* TASKS TO CARRY OUT *
(1) Answer these from the forum thread on pronouncing the Norwegian word "slekt":
(a) What does "Å være i slekt" mean?
(b) Which English word is used to show how the "e" in "slekt" sounds?
(c) According to the last reply, how do most people in Oslo and the south-east region pronounce the word?
(2) Write the next part of the forum thread on pronouncing the Norwegian word "slekt", picking up after its last sentence.

* DOCUMENT EXCERPT *

# Norwegian: Slekt



## Bails23

Hello! I just have a little problem, I was trying to learn how to pronounce some words in Norwegian, but I cannot figure out the word "slekt" which I am pretty sure means "family" or "kinship".  If someone could help me out on the pronunciation, I would really appreciate it!
Thanks!


----------



## oskhen

One's "slekt" is strictly a term covering all one's relatives. I suppose that's a broader meaning than "family". "Å være i slekt" means "to be related".

As for the pronunciation, the "e" is (more or less) like the "e" in "bell". "sl" as that same letter combination in "sling". "k" as in the "c" in "cat". "t" as the "t" in "foot". It's as simple as that (I think).


----------



## Ben Jamin

oskhen said:


> One's "slekt" is strictly a term covering all one's relatives. I suppose that's a broader meaning than "family". "Å være i slekt" means "to be related".
> 
> As for the pronunciation, the "e" is (more or less) like the "e" in "bell". "sl" as that same letter combination in "sling". "k" as in the "c" in "cat". "t" as the "t" in "foot". It's as simple as that (I think).


Not quite so simple. The inhabitants ofOslo and surroundings, and the whole south-east region (that is more than 1,5 million people), except a small number of West Oslo upper class people, will pronounce it 'shlekt'.

* Stored entries *
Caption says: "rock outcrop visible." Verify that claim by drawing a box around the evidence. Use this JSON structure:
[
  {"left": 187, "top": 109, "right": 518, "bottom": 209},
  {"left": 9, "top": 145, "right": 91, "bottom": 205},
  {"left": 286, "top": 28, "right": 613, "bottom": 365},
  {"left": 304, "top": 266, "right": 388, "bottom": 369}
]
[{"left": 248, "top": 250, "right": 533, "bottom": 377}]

* ANSWERS FOR THE EXERCISE *
(1)
(a) To be related.
(b) "Bell."
(c) 'Shlekt.'

(2)
----------



## oskhen

Ben Jamin said:


> Not quite so simple. The inhabitants ofOslo and surroundings, and the whole south-east region (that is more than 1,5 million people), except a small number of West Oslo upper class people, will pronounce it 'shlekt'.



I don't think I do. But it doesn't really matter very much. To a foreigner, the pronunciation I indicated should work just fine. Though, one may pronounce it the "sl" as "shl" if one so wish.


----------



## Ben Jamin

oskhen said:


> I don't think I do. But it doesn't really matter very much. To a foreigner, the pronunciation I indicated should work just fine. Though, one may pronounce it the "sl" as "shl" if one so wish.


 Det er klart, denne uttalen forekommer ikke i bergensk, eller ellers på Vestlandet, så vidt jeg vet. Men i Oslo kan du lett pådra deg en "vestkantsnobb"-etikett, dersom du ellers snakker østlandsk.


----------



## oskhen

Ben Jamin said:


> Det er klart, denne uttalen forekommer ikke i bergensk, eller ellers på Vestlandet, så vidt jeg vet. Men i Oslo kan du lett pådra deg en "vestkantsnobb"-etikett, dersom du ellers snakker østlandsk.



Jeg kommer fra Østfold. Men uansett skulle ikke den sh-lyden bety noe for utlendinger som skal lære norsk.


----------



## Ben Jamin

oskhen said:


> Jeg kommer fra Østfold. Men uansett skulle ikke den sh-lyden bety noe for utlendinger som skal lære norsk.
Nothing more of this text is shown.